Records ▸
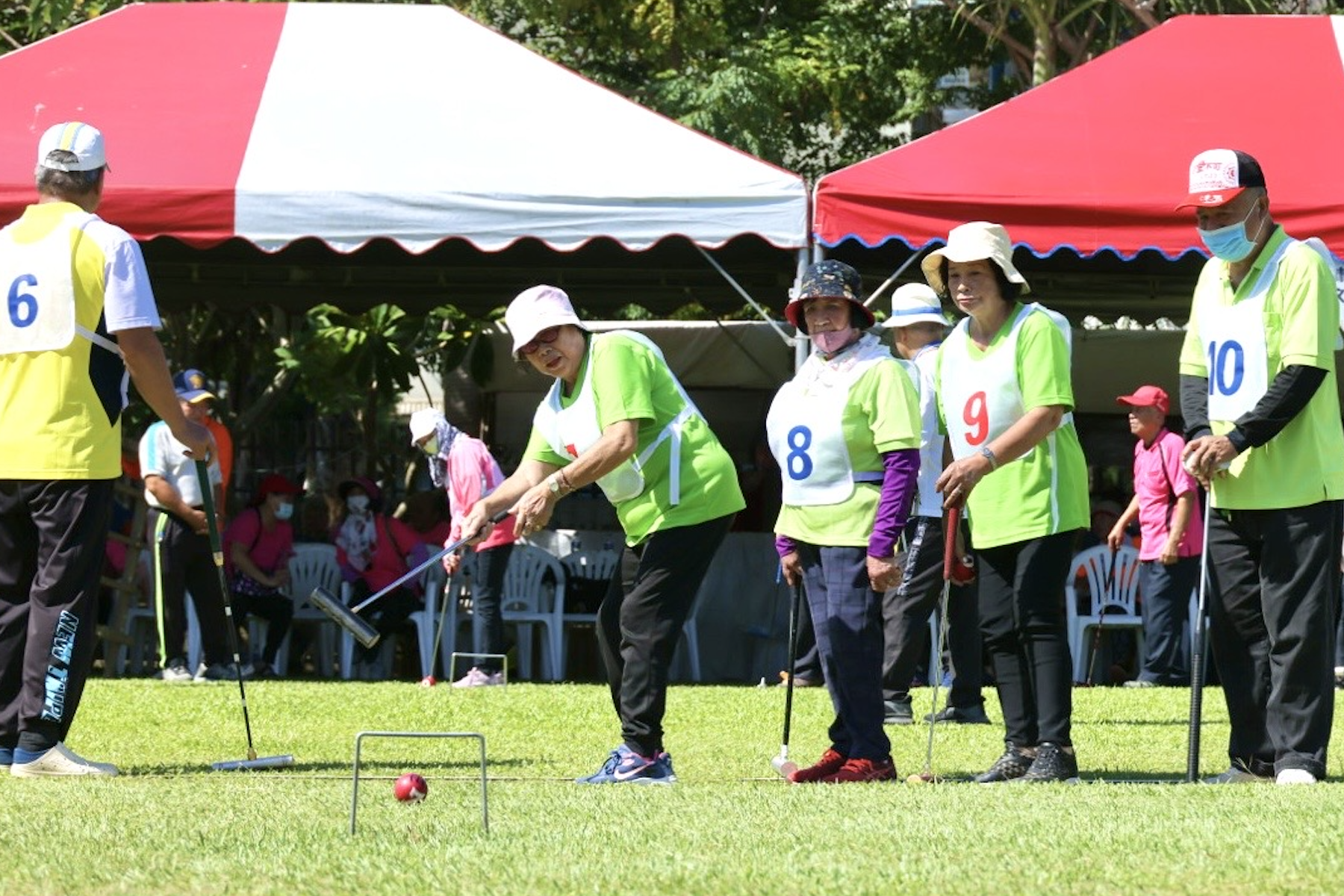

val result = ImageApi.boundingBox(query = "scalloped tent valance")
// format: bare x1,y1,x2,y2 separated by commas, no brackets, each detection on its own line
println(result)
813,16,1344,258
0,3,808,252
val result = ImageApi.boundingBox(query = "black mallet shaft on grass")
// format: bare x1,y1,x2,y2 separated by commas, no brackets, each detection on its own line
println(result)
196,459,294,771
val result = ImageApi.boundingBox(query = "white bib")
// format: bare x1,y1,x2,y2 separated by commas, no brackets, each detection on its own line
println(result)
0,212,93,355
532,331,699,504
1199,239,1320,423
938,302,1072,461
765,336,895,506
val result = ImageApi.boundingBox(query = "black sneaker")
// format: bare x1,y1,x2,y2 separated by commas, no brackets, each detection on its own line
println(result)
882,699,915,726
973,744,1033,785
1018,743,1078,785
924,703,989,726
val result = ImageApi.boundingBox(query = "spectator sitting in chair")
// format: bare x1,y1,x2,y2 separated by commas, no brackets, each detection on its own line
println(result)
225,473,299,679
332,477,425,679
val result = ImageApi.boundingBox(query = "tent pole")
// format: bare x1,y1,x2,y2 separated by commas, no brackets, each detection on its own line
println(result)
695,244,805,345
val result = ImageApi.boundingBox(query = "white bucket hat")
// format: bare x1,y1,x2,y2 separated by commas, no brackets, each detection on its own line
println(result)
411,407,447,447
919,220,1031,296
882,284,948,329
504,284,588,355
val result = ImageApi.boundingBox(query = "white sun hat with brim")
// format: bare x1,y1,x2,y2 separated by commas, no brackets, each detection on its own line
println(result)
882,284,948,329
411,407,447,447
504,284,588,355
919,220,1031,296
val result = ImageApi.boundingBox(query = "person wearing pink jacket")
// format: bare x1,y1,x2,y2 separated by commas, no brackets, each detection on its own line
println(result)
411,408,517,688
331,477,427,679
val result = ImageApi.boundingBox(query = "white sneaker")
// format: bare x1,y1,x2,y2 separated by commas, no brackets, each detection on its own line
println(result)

Task requirements ▸ Copy out every line of the items above word for word, leaving out the pictures.

Finished exercise ▸
val result = ImageApi.boundingBox(query = "scalloped tent valance")
// format: bare x1,y1,x2,y2 separated by commas, no brackets, each detection on its own line
println(result)
813,16,1344,258
0,3,808,252
val result = ImageApi.boundingBox(query = "black mallet shaft on grass")
// format: bare x1,y1,x2,y2 separated by commas, no brackets, each detection on its own line
println(result)
196,459,294,771
val result = ImageApi.boundingBox(query = "white bib")
// format: bare x1,y1,x2,y2 separated by commas, no brackets, each detection on its own line
println(result)
0,212,93,355
532,331,699,504
1199,239,1320,423
938,302,1072,461
765,336,895,506
val result = ImageApi.boundingBox(query = "black sneaker")
// format: bare x1,y1,x2,y2 separated by commas, no brackets, each detection on its own line
println(result)
882,699,915,726
973,744,1033,785
1018,743,1078,785
924,703,989,726
val result = ImageApi.boundingBox(query = "spectator sitting in chair")
// format: bare x1,y1,x2,y2 separated by commas, no brackets, each detection on its own line
println(result)
225,473,299,679
332,477,425,679
val result = ImageApi.boundingBox(query = "tent pole")
// format: bare x1,y1,x2,y2 separated by commas, no brackets, each detection on its own line
println(result)
695,244,805,345
val result = ImageApi.boundingBox(query = "white bucket hat")
// format: bare x1,y1,x2,y2 separated by commas, no brackets, each detection on its own line
println(result)
411,407,447,447
919,220,1031,296
882,284,948,329
504,284,588,355
val result = ImageApi.boundingBox(query = "white sun hat with brim")
// format: bare x1,y1,x2,y2 separated by commas, no brackets, each detection on its own line
println(result)
882,284,948,329
411,407,447,447
504,284,588,355
919,220,1031,296
val result = ImageApi.boundingBox(query = "person wearing pink jacket")
// format: bare x1,y1,x2,y2 separated by commas, no brackets, each detection on its own line
println(result)
411,408,517,688
331,477,427,679
val result = ImageApi.boundingBox(query = "white sneaker")
// format: bare x1,y1,x2,y2 separated by commas, no brackets, each detection on its own line
println(result)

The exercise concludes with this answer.